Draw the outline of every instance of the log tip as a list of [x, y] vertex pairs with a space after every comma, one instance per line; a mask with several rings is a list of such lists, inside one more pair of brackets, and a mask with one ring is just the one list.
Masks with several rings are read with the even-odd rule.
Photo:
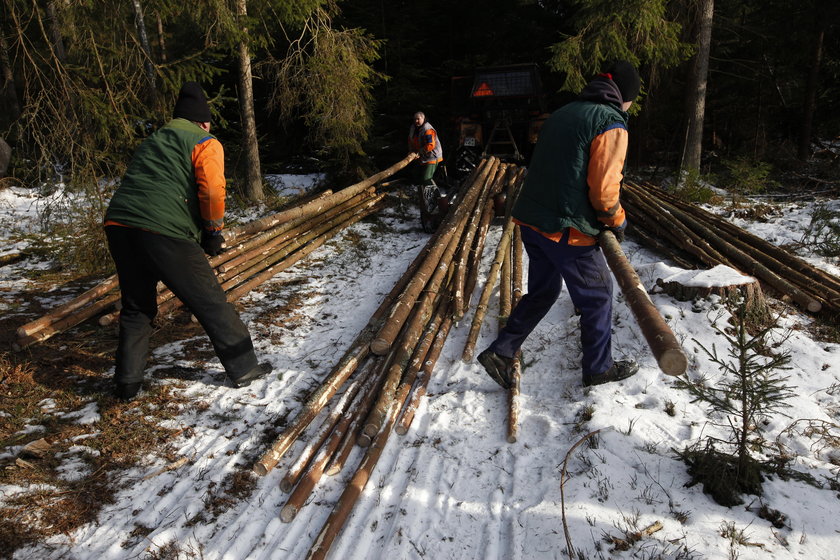
[[257, 463], [252, 470], [260, 476], [265, 476], [270, 469], [263, 463]]
[[517, 438], [516, 438], [515, 434], [509, 434], [508, 437], [507, 437], [507, 442], [508, 443], [516, 443], [516, 439]]
[[391, 344], [387, 340], [381, 338], [374, 338], [370, 342], [370, 351], [377, 356], [384, 356], [391, 349]]
[[818, 302], [817, 300], [811, 300], [808, 303], [808, 311], [810, 311], [811, 313], [817, 313], [821, 309], [822, 309], [822, 304], [820, 302]]
[[659, 357], [659, 369], [666, 375], [679, 376], [688, 369], [688, 358], [679, 348], [669, 348]]
[[280, 510], [280, 521], [283, 523], [291, 523], [297, 515], [297, 512], [298, 510], [295, 506], [286, 504], [283, 506], [283, 509]]

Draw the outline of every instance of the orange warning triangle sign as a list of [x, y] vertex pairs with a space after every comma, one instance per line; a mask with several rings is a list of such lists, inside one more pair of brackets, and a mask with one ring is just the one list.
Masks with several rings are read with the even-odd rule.
[[473, 92], [473, 97], [487, 97], [490, 95], [493, 95], [493, 90], [487, 82], [481, 82]]

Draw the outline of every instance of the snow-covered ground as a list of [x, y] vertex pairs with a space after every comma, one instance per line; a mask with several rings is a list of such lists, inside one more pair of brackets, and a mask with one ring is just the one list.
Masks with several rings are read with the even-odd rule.
[[[12, 228], [35, 227], [35, 203], [28, 191], [0, 191], [0, 254], [23, 248], [6, 240]], [[768, 223], [739, 225], [777, 243], [798, 240], [810, 209], [809, 204], [790, 206], [784, 217]], [[206, 522], [196, 522], [196, 514], [243, 454], [254, 457], [264, 451], [257, 441], [264, 428], [300, 409], [301, 397], [344, 354], [428, 239], [412, 217], [404, 220], [388, 212], [381, 219], [387, 227], [353, 226], [358, 236], [353, 243], [338, 236], [244, 300], [243, 318], [258, 353], [275, 368], [269, 378], [232, 389], [220, 382], [217, 361], [185, 364], [201, 365], [206, 374], [185, 382], [183, 389], [201, 406], [186, 406], [171, 420], [173, 426], [191, 428], [176, 444], [179, 456], [186, 458], [183, 466], [149, 477], [166, 465], [164, 459], [150, 457], [125, 475], [117, 502], [96, 523], [19, 550], [14, 558], [151, 558], [170, 543], [177, 543], [179, 558], [304, 558], [352, 469], [322, 480], [297, 518], [281, 522], [287, 495], [279, 482], [300, 442], [258, 480], [247, 500]], [[485, 270], [499, 233], [494, 225]], [[648, 288], [656, 277], [681, 272], [631, 240], [623, 248]], [[27, 290], [19, 271], [30, 265], [0, 267], [0, 289]], [[301, 300], [295, 317], [282, 324], [259, 319], [293, 296]], [[837, 481], [837, 440], [832, 447], [804, 430], [785, 431], [796, 420], [814, 419], [833, 426], [833, 434], [840, 436], [840, 346], [809, 338], [799, 328], [810, 322], [808, 317], [784, 314], [772, 336], [776, 350], [792, 356], [792, 369], [784, 373], [795, 396], [784, 410], [787, 416], [774, 415], [759, 427], [766, 441], [778, 441], [795, 454], [795, 469], [815, 477], [823, 488], [770, 478], [763, 497], [745, 496], [744, 505], [722, 507], [701, 485], [686, 486], [690, 476], [674, 453], [706, 435], [723, 434], [710, 423], [722, 419], [711, 417], [706, 406], [692, 402], [686, 391], [673, 386], [674, 378], [658, 370], [617, 288], [615, 299], [614, 356], [637, 360], [639, 373], [584, 389], [578, 318], [569, 299], [561, 296], [523, 348], [519, 439], [513, 444], [506, 440], [506, 393], [477, 363], [460, 360], [471, 311], [450, 333], [412, 428], [388, 441], [331, 558], [567, 558], [561, 471], [572, 446], [593, 430], [601, 430], [593, 445], [581, 445], [568, 456], [562, 497], [571, 541], [583, 558], [840, 558], [840, 496], [828, 484], [829, 479]], [[722, 326], [725, 310], [712, 301], [678, 302], [664, 294], [652, 299], [689, 356], [689, 375], [719, 375], [700, 346], [714, 344], [723, 350], [725, 341], [712, 323]], [[496, 317], [488, 314], [479, 350], [495, 336], [495, 324]], [[177, 362], [186, 342], [158, 347], [157, 361]], [[79, 422], [94, 421], [93, 408], [79, 411]], [[84, 450], [84, 440], [79, 448]], [[357, 448], [348, 464], [354, 465], [360, 453]], [[73, 461], [67, 458], [67, 469], [72, 470]], [[0, 488], [0, 500], [21, 491], [25, 489]], [[784, 526], [773, 527], [757, 516], [761, 506], [784, 514]], [[662, 529], [627, 551], [613, 551], [605, 542], [607, 535], [624, 537], [625, 531], [640, 531], [655, 522]], [[135, 531], [141, 526], [149, 530]]]

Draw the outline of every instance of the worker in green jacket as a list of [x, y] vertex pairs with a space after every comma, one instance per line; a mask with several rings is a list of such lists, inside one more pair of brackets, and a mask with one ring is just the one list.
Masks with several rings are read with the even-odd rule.
[[528, 293], [478, 356], [503, 387], [511, 385], [517, 352], [557, 301], [564, 281], [580, 312], [583, 385], [619, 381], [638, 371], [634, 362], [612, 357], [612, 279], [598, 235], [611, 230], [624, 239], [627, 220], [619, 191], [627, 110], [640, 86], [631, 63], [613, 63], [540, 131], [512, 211], [528, 253]]
[[227, 302], [206, 255], [222, 252], [224, 151], [210, 134], [201, 86], [187, 82], [173, 119], [140, 144], [105, 212], [121, 302], [114, 393], [140, 391], [163, 282], [204, 327], [228, 378], [244, 387], [271, 371], [258, 364], [248, 328]]

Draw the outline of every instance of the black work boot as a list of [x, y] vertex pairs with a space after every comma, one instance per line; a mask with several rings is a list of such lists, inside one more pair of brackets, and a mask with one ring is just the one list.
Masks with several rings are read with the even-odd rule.
[[137, 396], [137, 393], [140, 392], [140, 386], [143, 385], [141, 382], [137, 383], [114, 383], [114, 396], [120, 399], [121, 401], [131, 401], [134, 400], [134, 397]]
[[260, 377], [264, 377], [271, 373], [272, 369], [274, 368], [271, 367], [270, 363], [263, 362], [254, 366], [251, 369], [251, 371], [247, 372], [246, 374], [237, 377], [236, 379], [231, 378], [230, 381], [231, 383], [233, 383], [234, 387], [247, 387], [251, 384], [251, 381], [254, 381], [255, 379], [259, 379]]
[[487, 375], [504, 389], [513, 385], [513, 358], [499, 356], [489, 348], [478, 355], [478, 363], [484, 366]]
[[591, 387], [592, 385], [601, 385], [603, 383], [610, 383], [612, 381], [621, 381], [627, 379], [639, 371], [639, 364], [630, 360], [622, 360], [620, 362], [613, 362], [613, 365], [604, 373], [596, 375], [583, 376], [583, 386]]

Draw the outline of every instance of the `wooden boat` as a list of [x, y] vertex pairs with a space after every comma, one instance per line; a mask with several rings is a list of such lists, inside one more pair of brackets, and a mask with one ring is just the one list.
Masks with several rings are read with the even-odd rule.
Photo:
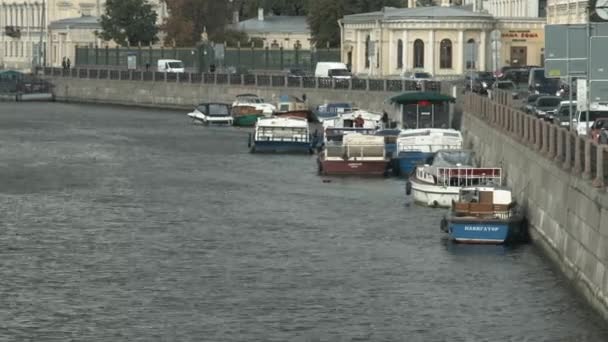
[[459, 243], [504, 244], [525, 240], [522, 210], [511, 190], [501, 187], [460, 189], [441, 230]]
[[301, 99], [291, 95], [283, 95], [279, 97], [279, 102], [277, 103], [277, 113], [287, 113], [301, 110], [308, 110], [308, 106]]
[[424, 164], [439, 150], [462, 149], [462, 135], [453, 129], [408, 129], [397, 138], [394, 164], [396, 171], [409, 176], [416, 166]]
[[232, 107], [233, 124], [239, 127], [253, 127], [258, 121], [258, 118], [264, 117], [261, 109], [256, 109], [253, 106], [236, 106]]

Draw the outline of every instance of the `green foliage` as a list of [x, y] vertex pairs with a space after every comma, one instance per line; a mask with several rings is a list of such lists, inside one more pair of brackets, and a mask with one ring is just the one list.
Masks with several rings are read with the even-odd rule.
[[345, 15], [403, 7], [403, 0], [309, 0], [308, 25], [317, 47], [340, 44], [338, 20]]
[[122, 46], [149, 45], [158, 40], [156, 19], [148, 0], [107, 0], [98, 36]]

- - - - - - -

### THE TASK
Return each line above where the word "green" shows up.

### RESULT FOR THIS TASK
Draw the outline of every instance of the worker in green jacket as a list of [x, y] vertex pairs with a space after every comma, one instance per line; a mask with several rings is a list of such lists, inside one more pair of brackets, and a mask with one ring is just the one list.
Draw the outline of every instance of the `green foliage` as a list of [x, y] vertex pairs with a space after every comma, one instance per line; a mask with several rings is a list of such lists, inside one more pair of brackets, and a mask with one ring is just the one list.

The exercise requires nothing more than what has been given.